[[ TEXT SHOWN open ]]

There is no greater communicator of organisational culture and brand than buildings and the workplaces that occupy them. Consequently, as buildings become taller it’s important to remember the role environment plays in connecting people and the innate desire human beings have to be a part of a larger collective: contributing, sharing and striving to meet common goals. Physical environments play a role in building community and culture, and become the organisational glue that binds people together.

One could argue Australia has created many of the world’s best workplaces for fostering connection and building community, in part due to relaxed organisational hierarchies that permitted early adoption of contemporary workplace models such as ABW (activity-based working). These environments are best served by buildings
that carve space and blur boundaries between work, home, retail, hospitality, learning and health. We’ve set a precedent by weaving together horizontal and vertical precincts that foster communities ‘beyond the walls’ and transcend company borders.

Despite the physical connections, organisations continue to struggle with fully engaging and inspiring their people. One way to combat
this is by integrating new technologies that expand sensory touch points: biometrics use vision, haptic interfaces apply touch and the introduction of food in contemporary workplaces calls on our sense
of smell. All illustrate a multi- sensory approach to enhanced engagement that we must call on as buildings grow taller.

This shift that has occurred in our thinking about where work happens and the blurring of activities should serve as a reminder of the importance of considering consequence and evolution as towers expand. CBDs are filled with office buildings that no longer support our work or living patterns.

[[ TEXT SHOWN closed ]]
[[ DATASET ENTRIES open ]]

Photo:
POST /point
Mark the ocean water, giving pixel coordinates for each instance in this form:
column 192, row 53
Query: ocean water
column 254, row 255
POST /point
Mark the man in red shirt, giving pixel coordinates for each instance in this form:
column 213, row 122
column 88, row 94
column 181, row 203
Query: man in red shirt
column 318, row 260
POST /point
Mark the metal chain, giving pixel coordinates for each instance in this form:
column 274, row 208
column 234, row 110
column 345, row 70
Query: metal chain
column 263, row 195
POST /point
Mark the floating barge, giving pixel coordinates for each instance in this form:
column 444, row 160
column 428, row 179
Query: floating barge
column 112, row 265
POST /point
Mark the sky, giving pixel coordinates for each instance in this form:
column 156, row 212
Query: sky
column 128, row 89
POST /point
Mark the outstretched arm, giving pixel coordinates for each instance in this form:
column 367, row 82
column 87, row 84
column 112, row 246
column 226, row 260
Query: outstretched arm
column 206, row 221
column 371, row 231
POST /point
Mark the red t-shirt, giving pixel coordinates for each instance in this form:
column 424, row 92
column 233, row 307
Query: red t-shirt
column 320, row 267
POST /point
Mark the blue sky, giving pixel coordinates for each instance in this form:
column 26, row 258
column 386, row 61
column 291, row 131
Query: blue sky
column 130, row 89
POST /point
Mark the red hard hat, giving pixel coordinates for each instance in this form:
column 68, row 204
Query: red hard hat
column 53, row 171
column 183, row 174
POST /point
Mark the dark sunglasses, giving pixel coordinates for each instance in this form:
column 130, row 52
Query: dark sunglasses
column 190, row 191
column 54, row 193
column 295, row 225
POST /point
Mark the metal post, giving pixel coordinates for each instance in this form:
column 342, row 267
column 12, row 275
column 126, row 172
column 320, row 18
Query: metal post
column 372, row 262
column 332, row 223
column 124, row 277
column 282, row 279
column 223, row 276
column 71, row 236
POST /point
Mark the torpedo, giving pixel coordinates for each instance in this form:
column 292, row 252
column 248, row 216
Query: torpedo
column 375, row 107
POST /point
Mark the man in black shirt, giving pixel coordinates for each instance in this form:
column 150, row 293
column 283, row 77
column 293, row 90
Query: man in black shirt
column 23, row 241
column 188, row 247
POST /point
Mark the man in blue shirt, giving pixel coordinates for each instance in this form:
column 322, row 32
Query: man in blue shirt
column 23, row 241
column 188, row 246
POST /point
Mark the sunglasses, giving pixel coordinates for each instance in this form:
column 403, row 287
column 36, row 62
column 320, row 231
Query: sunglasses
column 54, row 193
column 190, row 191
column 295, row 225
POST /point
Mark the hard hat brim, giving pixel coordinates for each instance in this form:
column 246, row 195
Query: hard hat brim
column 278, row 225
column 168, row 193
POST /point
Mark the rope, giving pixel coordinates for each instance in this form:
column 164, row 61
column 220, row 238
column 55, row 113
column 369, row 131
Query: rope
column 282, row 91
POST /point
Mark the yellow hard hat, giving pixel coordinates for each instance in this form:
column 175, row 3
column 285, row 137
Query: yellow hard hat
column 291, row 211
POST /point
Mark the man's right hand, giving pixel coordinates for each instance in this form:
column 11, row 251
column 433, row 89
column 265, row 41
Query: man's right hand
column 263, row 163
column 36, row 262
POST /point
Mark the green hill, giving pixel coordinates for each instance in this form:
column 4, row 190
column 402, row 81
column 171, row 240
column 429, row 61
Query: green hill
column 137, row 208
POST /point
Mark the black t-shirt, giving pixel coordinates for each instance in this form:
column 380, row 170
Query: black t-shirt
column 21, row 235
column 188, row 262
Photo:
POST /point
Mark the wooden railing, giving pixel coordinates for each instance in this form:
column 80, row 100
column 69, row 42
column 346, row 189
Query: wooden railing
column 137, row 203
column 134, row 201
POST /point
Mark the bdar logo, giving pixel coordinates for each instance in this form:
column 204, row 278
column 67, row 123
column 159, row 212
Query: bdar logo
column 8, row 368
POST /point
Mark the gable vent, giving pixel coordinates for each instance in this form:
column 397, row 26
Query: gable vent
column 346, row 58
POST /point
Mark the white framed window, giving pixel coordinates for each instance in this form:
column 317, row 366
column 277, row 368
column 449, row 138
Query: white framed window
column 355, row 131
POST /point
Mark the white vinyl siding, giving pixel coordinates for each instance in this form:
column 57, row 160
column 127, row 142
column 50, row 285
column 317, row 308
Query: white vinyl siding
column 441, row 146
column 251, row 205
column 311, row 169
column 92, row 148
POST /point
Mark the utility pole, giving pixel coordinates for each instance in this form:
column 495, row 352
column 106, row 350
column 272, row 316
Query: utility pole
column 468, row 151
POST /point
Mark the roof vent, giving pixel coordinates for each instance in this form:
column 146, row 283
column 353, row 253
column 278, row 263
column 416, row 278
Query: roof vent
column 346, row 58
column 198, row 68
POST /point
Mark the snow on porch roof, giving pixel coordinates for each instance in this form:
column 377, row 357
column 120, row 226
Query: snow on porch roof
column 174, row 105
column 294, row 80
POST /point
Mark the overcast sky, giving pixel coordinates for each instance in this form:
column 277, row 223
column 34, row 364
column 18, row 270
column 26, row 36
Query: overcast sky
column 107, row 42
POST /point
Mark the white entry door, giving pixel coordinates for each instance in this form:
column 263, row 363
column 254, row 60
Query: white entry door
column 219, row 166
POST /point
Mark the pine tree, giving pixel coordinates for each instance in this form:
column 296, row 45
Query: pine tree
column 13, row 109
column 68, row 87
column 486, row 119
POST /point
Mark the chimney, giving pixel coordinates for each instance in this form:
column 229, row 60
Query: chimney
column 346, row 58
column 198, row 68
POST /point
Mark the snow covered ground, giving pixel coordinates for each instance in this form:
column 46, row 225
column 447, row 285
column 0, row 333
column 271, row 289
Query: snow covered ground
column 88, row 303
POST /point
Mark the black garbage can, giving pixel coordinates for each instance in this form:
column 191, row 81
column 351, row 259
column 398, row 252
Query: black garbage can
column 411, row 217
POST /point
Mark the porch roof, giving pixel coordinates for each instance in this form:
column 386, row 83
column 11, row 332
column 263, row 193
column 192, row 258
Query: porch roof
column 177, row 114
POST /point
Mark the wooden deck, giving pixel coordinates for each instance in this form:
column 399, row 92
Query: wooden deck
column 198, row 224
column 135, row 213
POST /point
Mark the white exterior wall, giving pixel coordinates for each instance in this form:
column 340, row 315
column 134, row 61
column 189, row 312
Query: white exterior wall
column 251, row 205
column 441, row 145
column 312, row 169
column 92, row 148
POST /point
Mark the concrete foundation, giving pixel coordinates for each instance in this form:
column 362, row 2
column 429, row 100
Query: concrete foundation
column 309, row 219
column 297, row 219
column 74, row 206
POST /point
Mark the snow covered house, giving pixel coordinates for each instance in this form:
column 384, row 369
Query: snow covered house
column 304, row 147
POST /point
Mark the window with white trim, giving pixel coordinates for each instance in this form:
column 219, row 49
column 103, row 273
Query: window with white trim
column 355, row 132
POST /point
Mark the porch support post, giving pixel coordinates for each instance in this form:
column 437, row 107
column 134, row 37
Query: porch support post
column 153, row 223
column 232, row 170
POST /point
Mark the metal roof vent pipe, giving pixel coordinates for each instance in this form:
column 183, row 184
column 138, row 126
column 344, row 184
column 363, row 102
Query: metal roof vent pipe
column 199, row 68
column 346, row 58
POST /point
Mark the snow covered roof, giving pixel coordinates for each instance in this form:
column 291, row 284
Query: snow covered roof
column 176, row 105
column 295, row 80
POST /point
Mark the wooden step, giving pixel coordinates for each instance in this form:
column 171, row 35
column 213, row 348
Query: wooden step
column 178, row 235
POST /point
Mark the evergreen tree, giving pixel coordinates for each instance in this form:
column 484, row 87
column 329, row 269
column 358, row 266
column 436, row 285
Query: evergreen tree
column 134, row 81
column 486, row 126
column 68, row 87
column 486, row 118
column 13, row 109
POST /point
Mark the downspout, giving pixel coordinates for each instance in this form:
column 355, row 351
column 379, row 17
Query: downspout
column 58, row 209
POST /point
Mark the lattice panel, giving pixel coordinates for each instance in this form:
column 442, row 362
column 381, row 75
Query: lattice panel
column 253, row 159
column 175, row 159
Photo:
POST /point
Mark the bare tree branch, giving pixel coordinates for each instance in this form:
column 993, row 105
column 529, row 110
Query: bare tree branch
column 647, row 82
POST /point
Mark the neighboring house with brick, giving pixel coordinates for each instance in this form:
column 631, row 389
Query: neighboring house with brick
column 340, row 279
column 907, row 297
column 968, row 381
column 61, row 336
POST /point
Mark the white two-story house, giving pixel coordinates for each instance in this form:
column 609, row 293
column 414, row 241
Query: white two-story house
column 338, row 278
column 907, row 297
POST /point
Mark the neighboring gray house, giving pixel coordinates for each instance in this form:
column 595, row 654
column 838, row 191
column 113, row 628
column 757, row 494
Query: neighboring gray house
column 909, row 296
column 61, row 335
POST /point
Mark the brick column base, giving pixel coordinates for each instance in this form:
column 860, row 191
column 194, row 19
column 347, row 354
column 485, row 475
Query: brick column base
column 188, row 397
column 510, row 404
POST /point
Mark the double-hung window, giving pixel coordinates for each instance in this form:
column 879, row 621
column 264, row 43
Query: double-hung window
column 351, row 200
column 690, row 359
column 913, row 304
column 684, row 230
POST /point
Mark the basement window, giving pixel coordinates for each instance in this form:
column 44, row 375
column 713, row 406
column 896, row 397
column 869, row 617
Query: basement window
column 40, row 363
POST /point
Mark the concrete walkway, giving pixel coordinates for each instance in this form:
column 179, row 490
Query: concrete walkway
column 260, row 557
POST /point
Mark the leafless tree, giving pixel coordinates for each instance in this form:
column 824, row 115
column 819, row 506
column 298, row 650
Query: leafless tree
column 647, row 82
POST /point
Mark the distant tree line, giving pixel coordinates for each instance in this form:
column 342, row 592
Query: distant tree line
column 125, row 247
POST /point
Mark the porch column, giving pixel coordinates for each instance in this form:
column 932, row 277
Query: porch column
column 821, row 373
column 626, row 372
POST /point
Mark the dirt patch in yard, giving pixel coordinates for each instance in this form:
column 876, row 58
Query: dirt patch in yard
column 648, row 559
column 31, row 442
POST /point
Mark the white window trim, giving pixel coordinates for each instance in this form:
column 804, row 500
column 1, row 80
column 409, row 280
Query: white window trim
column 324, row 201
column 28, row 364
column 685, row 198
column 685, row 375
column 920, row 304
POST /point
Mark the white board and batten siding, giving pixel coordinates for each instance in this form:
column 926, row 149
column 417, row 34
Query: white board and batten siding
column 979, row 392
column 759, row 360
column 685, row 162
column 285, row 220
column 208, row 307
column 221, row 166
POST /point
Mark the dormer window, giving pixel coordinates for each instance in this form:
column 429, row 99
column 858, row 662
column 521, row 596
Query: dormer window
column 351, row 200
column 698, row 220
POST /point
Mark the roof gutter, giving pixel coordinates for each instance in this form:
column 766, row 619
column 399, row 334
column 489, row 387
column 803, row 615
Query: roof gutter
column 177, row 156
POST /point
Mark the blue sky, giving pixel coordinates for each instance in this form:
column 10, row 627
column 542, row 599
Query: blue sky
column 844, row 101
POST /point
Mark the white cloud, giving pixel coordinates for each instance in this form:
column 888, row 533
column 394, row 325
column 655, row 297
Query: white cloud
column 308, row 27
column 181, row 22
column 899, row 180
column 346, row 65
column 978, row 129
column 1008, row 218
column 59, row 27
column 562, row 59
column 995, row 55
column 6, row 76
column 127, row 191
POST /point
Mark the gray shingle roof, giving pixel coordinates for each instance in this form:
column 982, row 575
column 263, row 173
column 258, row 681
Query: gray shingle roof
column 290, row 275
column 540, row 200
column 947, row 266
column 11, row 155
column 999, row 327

[[ DATASET ENTRIES closed ]]

• [EXERCISES]
1. Write out the passage on workplaces and tall buildings, everything from "Despite the physical" down to "or living patterns.".
2. Decide whether each statement agrees with the passage on workplaces and tall buildings. Answer yes or no for each and quote the words from the passage that decide it. (a) Relaxed organizational hierarchies in Australia permitted early adoption of activity-based working. (b) Haptic interfaces use vision. (c) CBDs are filled with office buildings that fully support our work and living patterns.
Nothing in the lines is needed for this work.

• [YOUR WRITTEN ANSWERS]
1.
Despite the physical connections, organisations continue to struggle with fully engaging and inspiring their people. One way to combat
this is by integrating new technologies that expand sensory touch points: biometrics use vision, haptic interfaces apply touch and the introduction of food in contemporary workplaces calls on our sense
of smell. All illustrate a multi- sensory approach to enhanced engagement that we must call on as buildings grow taller.

This shift that has occurred in our thinking about where work happens and the blurring of activities should serve as a reminder of the importance of considering consequence and evolution as towers expand. CBDs are filled with office buildings that no longer support our work or living patterns.

2.
(a) Yes: "in part due to relaxed organisational hierarchies that permitted early adoption of contemporary workplace models such as ABW (activity-based working)"
(b) No: "biometrics use vision, haptic interfaces apply touch"
(c) No: "CBDs are filled with office buildings that no longer support our work or living patterns."